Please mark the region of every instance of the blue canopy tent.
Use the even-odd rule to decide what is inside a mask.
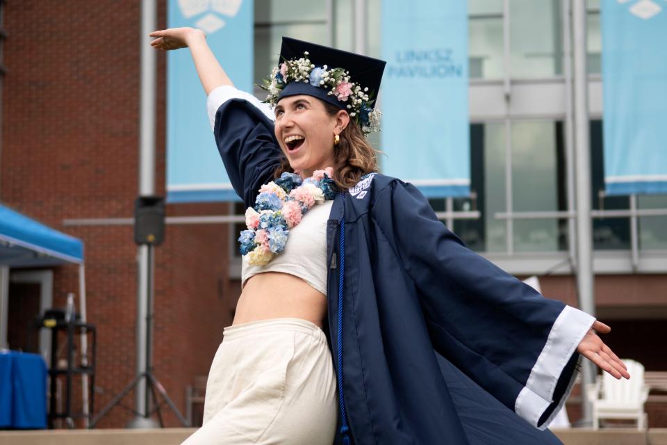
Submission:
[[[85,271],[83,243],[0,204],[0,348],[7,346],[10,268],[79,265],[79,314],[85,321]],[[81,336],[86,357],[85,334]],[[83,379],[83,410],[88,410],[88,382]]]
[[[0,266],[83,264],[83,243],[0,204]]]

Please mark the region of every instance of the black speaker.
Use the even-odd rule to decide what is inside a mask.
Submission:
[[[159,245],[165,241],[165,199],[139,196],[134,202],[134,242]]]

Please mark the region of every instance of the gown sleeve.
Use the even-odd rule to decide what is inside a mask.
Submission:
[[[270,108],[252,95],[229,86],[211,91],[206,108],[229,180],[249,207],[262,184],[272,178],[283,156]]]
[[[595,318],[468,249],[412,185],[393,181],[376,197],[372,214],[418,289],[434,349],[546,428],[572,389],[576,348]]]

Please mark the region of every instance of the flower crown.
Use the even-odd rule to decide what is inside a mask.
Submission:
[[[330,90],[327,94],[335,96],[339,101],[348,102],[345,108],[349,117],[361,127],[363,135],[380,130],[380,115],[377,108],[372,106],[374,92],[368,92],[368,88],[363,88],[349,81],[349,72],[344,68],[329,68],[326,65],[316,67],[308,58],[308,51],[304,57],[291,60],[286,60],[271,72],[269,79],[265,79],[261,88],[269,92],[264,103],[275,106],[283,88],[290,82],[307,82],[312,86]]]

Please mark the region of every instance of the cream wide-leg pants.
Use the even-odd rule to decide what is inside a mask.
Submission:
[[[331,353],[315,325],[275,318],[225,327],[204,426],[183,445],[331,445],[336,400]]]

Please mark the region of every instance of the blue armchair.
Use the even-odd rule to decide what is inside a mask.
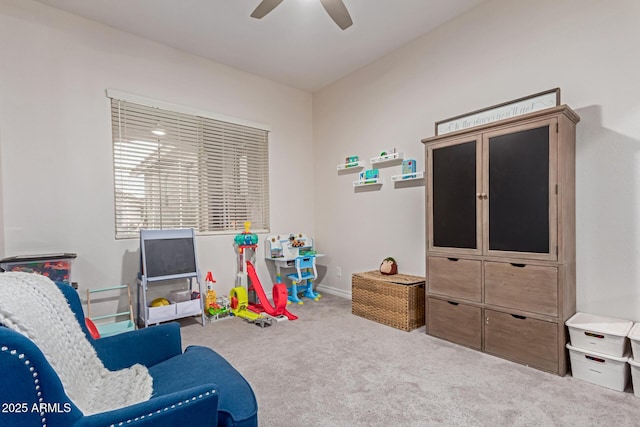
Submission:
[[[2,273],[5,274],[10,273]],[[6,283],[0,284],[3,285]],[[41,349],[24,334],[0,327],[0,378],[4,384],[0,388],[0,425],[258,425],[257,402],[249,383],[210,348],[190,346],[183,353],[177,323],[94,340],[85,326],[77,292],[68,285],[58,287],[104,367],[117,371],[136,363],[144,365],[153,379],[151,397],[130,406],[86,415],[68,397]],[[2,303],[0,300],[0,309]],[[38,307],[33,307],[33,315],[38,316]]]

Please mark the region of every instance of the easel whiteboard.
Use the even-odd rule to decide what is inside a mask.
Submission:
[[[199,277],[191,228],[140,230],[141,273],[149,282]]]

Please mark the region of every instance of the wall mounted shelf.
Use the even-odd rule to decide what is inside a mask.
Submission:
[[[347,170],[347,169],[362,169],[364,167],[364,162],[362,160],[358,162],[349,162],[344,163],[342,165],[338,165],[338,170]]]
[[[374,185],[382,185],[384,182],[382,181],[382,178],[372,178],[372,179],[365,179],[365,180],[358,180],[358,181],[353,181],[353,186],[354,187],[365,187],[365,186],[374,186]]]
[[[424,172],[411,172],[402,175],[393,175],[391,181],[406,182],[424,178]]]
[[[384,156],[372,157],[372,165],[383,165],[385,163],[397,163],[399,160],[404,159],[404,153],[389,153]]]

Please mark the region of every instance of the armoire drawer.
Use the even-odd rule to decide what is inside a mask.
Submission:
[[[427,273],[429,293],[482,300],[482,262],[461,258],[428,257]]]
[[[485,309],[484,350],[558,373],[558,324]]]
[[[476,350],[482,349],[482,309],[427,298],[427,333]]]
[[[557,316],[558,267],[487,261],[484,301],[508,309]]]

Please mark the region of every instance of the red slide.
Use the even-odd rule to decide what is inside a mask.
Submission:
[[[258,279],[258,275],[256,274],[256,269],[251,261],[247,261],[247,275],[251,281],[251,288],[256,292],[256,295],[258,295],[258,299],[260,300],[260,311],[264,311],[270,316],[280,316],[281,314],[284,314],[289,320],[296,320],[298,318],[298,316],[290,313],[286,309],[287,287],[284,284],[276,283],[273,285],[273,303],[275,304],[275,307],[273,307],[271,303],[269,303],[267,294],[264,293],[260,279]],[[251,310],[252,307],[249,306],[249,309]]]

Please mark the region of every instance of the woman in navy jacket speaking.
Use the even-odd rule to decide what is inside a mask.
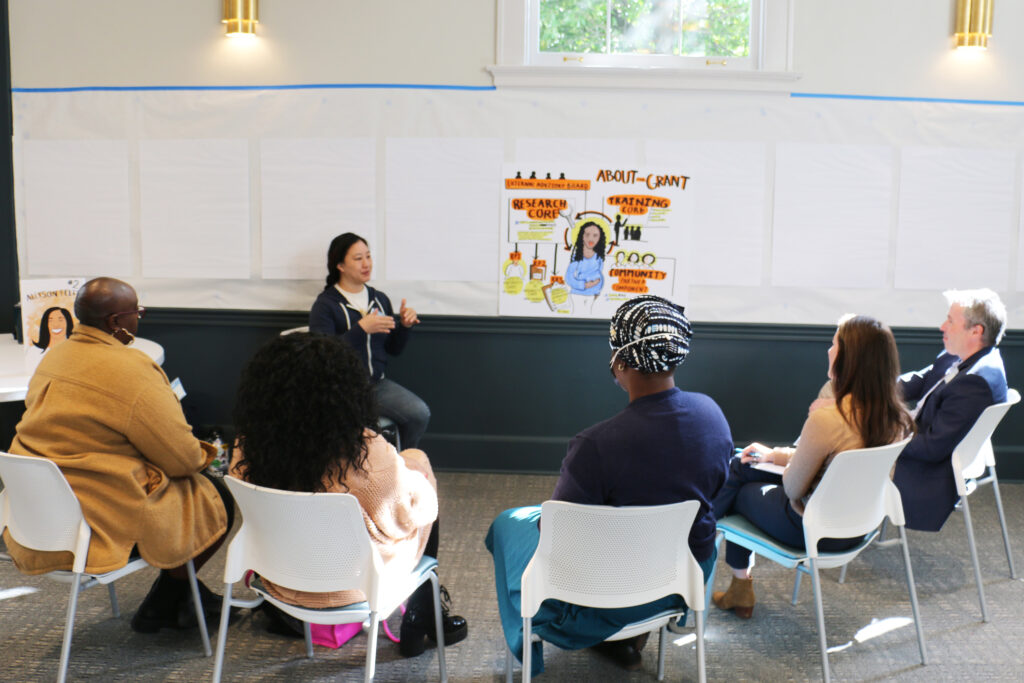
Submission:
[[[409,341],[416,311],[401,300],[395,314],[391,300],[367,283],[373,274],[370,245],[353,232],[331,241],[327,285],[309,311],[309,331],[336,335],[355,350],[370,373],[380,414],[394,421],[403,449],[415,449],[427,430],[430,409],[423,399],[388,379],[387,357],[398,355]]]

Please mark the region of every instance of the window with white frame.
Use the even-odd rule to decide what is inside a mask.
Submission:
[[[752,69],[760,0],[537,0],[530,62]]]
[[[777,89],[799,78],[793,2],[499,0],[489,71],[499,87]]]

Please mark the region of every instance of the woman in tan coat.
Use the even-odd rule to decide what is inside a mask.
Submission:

□ □ □

[GOAL]
Rewrite the stretch of material from the line containing "Please mark the region of every instance of the gown" through the line containing "[[[199,277],[191,228],[140,230],[141,273],[149,282]]]", requests included, with every polygon coordinate in the answers multiplied by 0.2 and rounded to a whole number, halves rounded up. Leave out the pictures.

[CORRECT RESULT]
Please mark the region of every instance of the gown sleeve.
Use the even-odd rule to decide what is inside a mask.
Submission:
[[[54,22],[50,19],[46,17],[42,18],[41,22],[46,36],[50,41],[52,37],[54,36],[57,31]]]
[[[119,64],[94,50],[82,37],[79,36],[75,39],[74,43],[84,58],[87,70],[109,86],[114,78],[115,70]]]

Please mark the region of every instance of the flower crown.
Use the even-odd rule to decide what is inside a mask.
Submission:
[[[66,18],[65,19],[67,19],[68,20],[70,20],[69,22],[70,23],[72,25],[73,27],[76,26],[76,23],[75,22],[74,21],[75,18],[74,18],[74,18],[73,18],[70,16],[70,14],[69,14],[66,14],[65,13],[63,13],[62,12],[62,10],[61,11],[58,12],[57,12],[54,14],[54,16],[53,16],[52,18],[54,18],[53,21],[55,21],[57,18],[58,16],[61,16],[62,17]]]

Please mark the region of every instance of the cream wide-leg pants.
Use the even-odd rule to decide what is inside a mask.
Submission:
[[[66,71],[63,65],[55,64],[45,65],[41,85],[37,89],[66,89],[67,80]]]

Please mark the region of every instance of the blue armchair.
Use the even-odd rule to decide what is inside a mask.
Submission:
[[[0,55],[1,55],[2,55]],[[1,57],[0,57],[1,57]],[[8,70],[5,67],[0,65],[0,76],[1,77],[0,78],[0,85],[52,85],[51,80],[50,77],[42,70],[38,69],[37,71],[35,65],[19,68],[17,65],[15,58],[14,57],[12,57],[21,73],[23,74],[27,73],[29,73],[31,76],[30,79],[26,81],[17,83],[14,79]],[[0,61],[0,60],[0,62]],[[8,61],[7,61],[7,63],[8,63]]]

Please mark the region of every instance of the easel whiteboard.
Use the even-odd rule to decide what is inside a mask.
Submission:
[[[40,55],[38,46],[28,46],[28,55],[30,56]]]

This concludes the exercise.